=== SOURCE TEXT ===
>> begin
But such a measure would exclude the company’s overall cost of funds, which enables the company to finance a wide range of assets more cheaply, boosting earnings. Sallie Mae's cost of funds is substantially lower now than it was in 2006, the year before the credit crunch is widely acknowledged to have started.

Sallie Mae’s preferred measurement also neglects the relative interest rate paid by student borrowers, whose rates in a normally functioning competitive market would move in tandem with interest rates in the broader economy. The commercial paper rate measures the borrowing costs of financial corporations like Sallie Mae, and influences how they price loans offered to households.

In 2012, the company borrowed funds at an average interest rate of 1.45 percent. In 2006 it was 5.37 percent. Interest rates paid by its student borrowers on all of the company’s loan products have not dropped by a corresponding amount, enabling the company as a whole to record a higher spread between its cost to borrow and what it earns off loans to students.
>> end
What average interest rate did the Sallie Mae passage report the company paid to borrow funds in 2012?

=== PROVIDED DATA ===
>> begin
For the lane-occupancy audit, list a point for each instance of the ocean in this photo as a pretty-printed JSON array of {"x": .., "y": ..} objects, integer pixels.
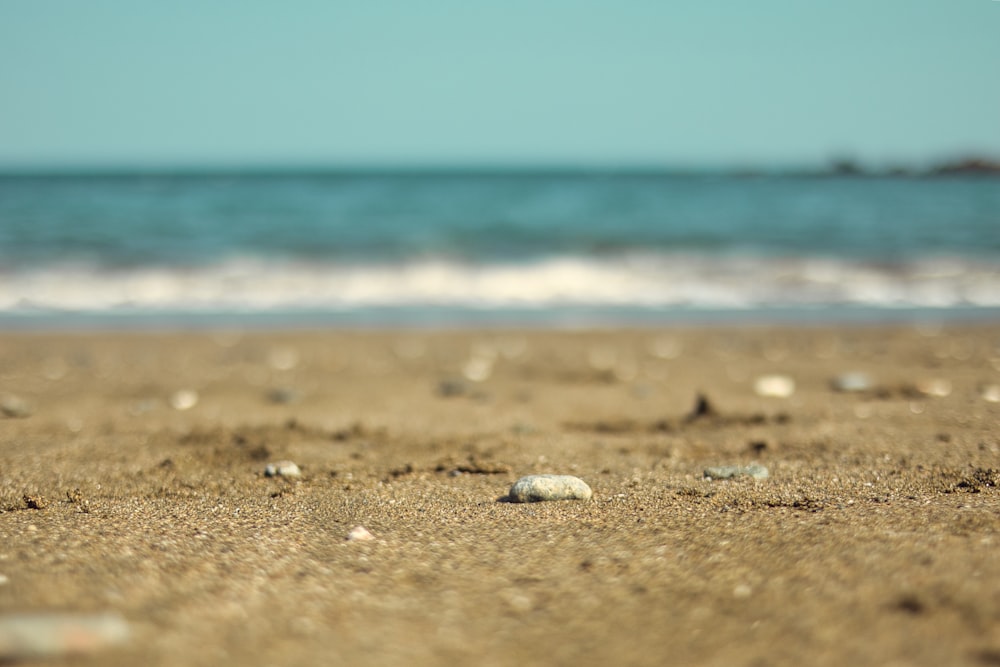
>> end
=== ANSWER FOR THIS EXERCISE ===
1.45 percent